[Records excerpted from a collection]
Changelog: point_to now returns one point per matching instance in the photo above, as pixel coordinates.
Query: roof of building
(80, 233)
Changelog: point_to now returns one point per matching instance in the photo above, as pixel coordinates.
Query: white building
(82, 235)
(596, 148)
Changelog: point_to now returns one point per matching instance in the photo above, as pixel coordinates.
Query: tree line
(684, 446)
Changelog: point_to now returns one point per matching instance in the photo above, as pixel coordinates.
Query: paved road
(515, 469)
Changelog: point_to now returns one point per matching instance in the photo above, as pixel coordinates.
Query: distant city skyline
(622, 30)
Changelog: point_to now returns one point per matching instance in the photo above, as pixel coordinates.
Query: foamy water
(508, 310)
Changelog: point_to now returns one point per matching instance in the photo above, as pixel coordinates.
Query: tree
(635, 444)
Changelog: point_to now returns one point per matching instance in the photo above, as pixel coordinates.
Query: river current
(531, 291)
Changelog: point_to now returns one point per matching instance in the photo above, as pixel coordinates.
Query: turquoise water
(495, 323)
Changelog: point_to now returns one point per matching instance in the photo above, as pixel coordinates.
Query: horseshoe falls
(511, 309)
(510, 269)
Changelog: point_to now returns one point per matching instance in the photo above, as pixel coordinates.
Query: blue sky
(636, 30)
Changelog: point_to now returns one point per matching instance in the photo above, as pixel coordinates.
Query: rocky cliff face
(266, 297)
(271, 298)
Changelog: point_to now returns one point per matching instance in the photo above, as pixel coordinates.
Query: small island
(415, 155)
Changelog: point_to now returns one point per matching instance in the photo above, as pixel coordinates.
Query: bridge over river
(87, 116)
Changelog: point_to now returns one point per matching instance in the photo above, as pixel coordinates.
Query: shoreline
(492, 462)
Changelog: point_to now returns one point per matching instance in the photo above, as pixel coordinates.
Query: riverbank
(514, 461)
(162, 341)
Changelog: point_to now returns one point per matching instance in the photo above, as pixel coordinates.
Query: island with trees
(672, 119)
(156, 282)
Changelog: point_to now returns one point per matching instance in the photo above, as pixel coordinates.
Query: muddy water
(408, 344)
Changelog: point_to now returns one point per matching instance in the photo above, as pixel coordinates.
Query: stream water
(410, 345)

▶ _TASK TO CARRY OUT_
Keep only the lines from the one containing "Query: riverbank" to the end of the entries, and repeat them exactly.

▶ _TASK SOLUTION_
Query: riverbank
(514, 461)
(162, 341)
Changelog: point_to now returns one point per matching instance in the photo above, as pixel coordinates.
Query: island with trees
(672, 119)
(156, 282)
Changelog: point_to now returns one point per matching instance in the photo above, as pixel coordinates.
Query: muddy water
(408, 344)
Changelog: point_to now returns one point per matching instance in the photo above, as pixel coordinates.
Query: stream water
(410, 345)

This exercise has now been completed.